DATA:

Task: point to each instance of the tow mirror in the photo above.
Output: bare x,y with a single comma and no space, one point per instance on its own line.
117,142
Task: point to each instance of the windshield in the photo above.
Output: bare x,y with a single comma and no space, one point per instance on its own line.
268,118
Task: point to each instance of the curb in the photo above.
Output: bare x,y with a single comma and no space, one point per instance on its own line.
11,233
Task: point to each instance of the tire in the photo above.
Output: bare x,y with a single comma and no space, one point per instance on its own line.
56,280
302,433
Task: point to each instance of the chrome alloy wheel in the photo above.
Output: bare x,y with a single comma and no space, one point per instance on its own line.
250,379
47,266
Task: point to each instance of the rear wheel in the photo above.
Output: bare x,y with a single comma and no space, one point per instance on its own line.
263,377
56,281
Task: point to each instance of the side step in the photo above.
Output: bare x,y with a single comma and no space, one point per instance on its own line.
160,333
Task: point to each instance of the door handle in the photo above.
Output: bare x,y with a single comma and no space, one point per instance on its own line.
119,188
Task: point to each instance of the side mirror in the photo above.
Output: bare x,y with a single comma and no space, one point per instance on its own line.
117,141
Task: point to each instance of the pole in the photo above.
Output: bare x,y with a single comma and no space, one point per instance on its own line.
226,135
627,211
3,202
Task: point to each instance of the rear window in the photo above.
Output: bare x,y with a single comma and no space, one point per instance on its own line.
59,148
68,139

* * *

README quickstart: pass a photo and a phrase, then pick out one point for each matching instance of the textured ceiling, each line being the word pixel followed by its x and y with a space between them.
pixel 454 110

WORK ITEM:
Check the records above line by line and tally those holding the string "rear". Answer with the number only.

OUTPUT FOR THIS EXERCISE:
2